**Data**:

↓↓↓

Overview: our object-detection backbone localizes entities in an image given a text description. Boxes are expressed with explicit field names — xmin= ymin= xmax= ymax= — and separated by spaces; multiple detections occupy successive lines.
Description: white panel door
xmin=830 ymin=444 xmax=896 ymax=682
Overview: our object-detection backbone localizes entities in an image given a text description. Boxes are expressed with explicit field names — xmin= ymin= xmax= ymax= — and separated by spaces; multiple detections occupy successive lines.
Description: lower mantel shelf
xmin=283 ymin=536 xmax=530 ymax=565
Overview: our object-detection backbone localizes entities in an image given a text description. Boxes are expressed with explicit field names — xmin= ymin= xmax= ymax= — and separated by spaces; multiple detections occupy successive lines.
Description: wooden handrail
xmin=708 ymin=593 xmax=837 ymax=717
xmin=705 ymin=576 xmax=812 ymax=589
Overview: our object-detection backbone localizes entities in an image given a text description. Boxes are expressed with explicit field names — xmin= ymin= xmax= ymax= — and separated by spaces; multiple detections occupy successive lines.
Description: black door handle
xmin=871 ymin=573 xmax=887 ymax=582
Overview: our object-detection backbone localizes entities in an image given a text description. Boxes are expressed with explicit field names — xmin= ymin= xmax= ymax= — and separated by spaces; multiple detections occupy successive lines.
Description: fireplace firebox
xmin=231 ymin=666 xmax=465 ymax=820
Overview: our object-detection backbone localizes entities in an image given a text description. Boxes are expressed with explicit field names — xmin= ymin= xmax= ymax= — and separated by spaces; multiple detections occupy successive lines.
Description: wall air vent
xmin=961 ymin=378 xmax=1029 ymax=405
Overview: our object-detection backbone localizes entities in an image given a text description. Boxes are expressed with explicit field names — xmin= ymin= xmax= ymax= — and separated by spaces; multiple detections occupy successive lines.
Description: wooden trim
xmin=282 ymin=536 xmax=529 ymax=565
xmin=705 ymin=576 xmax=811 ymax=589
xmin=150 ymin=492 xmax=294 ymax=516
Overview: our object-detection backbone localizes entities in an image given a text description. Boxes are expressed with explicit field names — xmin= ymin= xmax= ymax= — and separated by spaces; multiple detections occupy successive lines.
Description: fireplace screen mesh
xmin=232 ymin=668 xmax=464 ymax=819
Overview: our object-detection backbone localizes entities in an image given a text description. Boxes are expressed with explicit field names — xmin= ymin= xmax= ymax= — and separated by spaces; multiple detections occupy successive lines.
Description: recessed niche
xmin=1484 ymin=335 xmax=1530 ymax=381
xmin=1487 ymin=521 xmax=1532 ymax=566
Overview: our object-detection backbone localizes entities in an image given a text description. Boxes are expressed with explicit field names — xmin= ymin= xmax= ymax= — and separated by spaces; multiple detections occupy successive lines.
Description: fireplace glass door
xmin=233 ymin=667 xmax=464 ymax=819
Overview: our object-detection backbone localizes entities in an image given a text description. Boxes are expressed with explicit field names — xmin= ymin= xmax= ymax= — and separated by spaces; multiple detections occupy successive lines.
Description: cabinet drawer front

↑↑↑

**Activity**: Nothing in the records above may differ in your copy; retype them in full.

**Task answer**:
Overview: our object-detection backbone localizes entities in an image given a text description. Boxes are expressed with explicit field names — xmin= ymin= xmax= ymax= — and separated by spaces; multiple detections occupy successive lines.
Description: white panel door
xmin=830 ymin=444 xmax=896 ymax=682
Overview: our object-detection backbone localizes entities in an image given a text description. Boxes are expressed with explicit field names — xmin= ymin= xmax= ymax= — and separated by spaces; multiple detections occupy successive lines.
Description: lower mantel shelf
xmin=283 ymin=536 xmax=530 ymax=565
Overview: our object-detection backbone localizes entities in an image given a text description. Boxes are expressed with explicit field names — xmin= ymin= xmax= ymax= — and separated by spaces; multiple detections occupy successive lines.
Description: wooden handrail
xmin=708 ymin=593 xmax=837 ymax=717
xmin=705 ymin=576 xmax=812 ymax=589
Overview: our object-detection backbone localizes entities in an image given a text description. Boxes are expressed with explicit field names — xmin= ymin= xmax= ymax= — and separated by spaces; multiple detections occupy successive lines.
Description: black door handle
xmin=871 ymin=573 xmax=887 ymax=582
Overview: our object-detection backbone localizes entities in an image given a text description. Boxes are expressed with explicit field names — xmin= ymin= xmax= ymax= — and separated by spaces; multiple detections occupy successive lines.
Description: fireplace firebox
xmin=231 ymin=666 xmax=465 ymax=820
Overview: our object-detection backbone localizes entities in an image given a text description. Boxes are expressed with explicit field names — xmin= ymin= xmax= ymax= — and separated by spaces; multiple detections occupy successive lines.
Description: wall air vent
xmin=961 ymin=378 xmax=1029 ymax=405
Overview: our object-detection backbone localizes entities in an image given a text description. Boxes are expressed with explicit field names — xmin= ymin= xmax= ymax= — and separated by spaces; multiple detections occupy successive lines.
Description: wooden trim
xmin=282 ymin=536 xmax=529 ymax=565
xmin=705 ymin=576 xmax=811 ymax=589
xmin=150 ymin=492 xmax=294 ymax=516
Overview: our object-detection backbone localizes entities in an image given a text description. Boxes are expressed with explicit field names — xmin= ymin= xmax= ymax= — and separated by spaces; multiple detections occupy successive lines.
Description: fireplace screen mesh
xmin=232 ymin=668 xmax=464 ymax=819
Overview: our object-detection backbone localizes entities in an image given a text description. Boxes are expressed with explicit field names — xmin= ymin= xmax= ymax= — and separated by spaces; multiple detections occupy successive lines.
Description: recessed niche
xmin=1484 ymin=335 xmax=1530 ymax=381
xmin=1487 ymin=521 xmax=1532 ymax=566
Overview: our object-detection backbone localizes entities in an image given a text description. Boxes are expressed with explicit field names — xmin= ymin= xmax= ymax= — and separated by spaces; multiple detections occupy successive lines.
Description: fireplace glass door
xmin=233 ymin=667 xmax=464 ymax=819
Overview: our object-detection backbone localizes entities in an image given a text description. Boxes are expressed with explicit field names — xmin= ymin= xmax= ymax= — and separated by spaces; multiple detections occupy successive lines.
Description: cabinet drawer front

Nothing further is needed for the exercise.